(Source data)

= = = = = = =

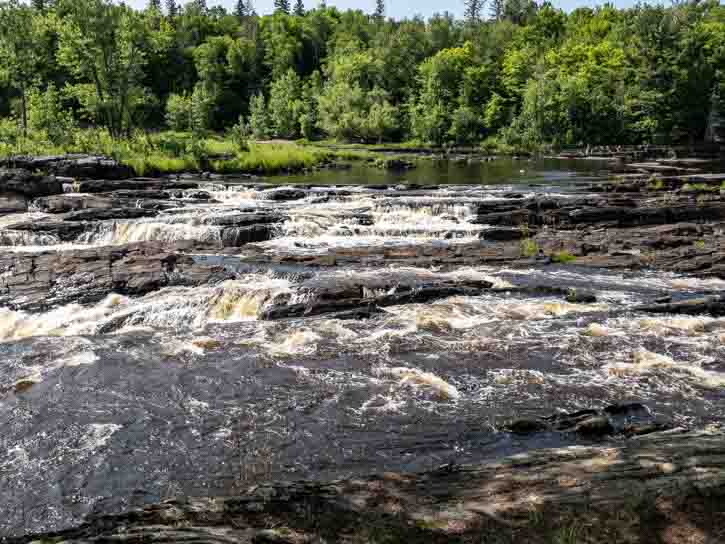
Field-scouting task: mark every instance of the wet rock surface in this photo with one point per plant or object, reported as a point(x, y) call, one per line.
point(676, 468)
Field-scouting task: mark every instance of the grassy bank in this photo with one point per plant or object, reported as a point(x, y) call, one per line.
point(176, 152)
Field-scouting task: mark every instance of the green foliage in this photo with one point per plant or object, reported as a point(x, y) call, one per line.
point(532, 77)
point(178, 112)
point(259, 121)
point(47, 116)
point(239, 134)
point(285, 105)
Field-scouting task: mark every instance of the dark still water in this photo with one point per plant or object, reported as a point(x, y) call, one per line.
point(467, 171)
point(189, 391)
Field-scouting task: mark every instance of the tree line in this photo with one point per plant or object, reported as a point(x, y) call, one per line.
point(513, 71)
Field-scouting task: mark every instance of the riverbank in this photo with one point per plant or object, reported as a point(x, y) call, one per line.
point(190, 335)
point(154, 154)
point(660, 489)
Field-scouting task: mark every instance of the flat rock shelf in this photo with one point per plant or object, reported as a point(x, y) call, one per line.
point(645, 490)
point(457, 350)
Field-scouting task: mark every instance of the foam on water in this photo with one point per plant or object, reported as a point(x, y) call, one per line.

= = = = = = =

**EXERCISE DESCRIPTION**
Set down only these lines, exactly: the one containing "Field-scouting task: mark every instance of the riverbank" and each line after it through the end of the entries above.

**RESPONSE TO THE TASK**
Field-scouting task: mark every instance of the riverbank in this photo with one point per plant or object, reported as a point(x, y) call, one per line.
point(190, 335)
point(154, 154)
point(660, 489)
Field-scouting task: mark every instance of the flat rock shelf in this photo with one point per plant or object, reported as a point(x, y) call, one per line.
point(645, 490)
point(457, 350)
Field-scouting task: mark every instance of the foam on water in this photo with one point per plant or object, reported as a point(x, y) call, one per line.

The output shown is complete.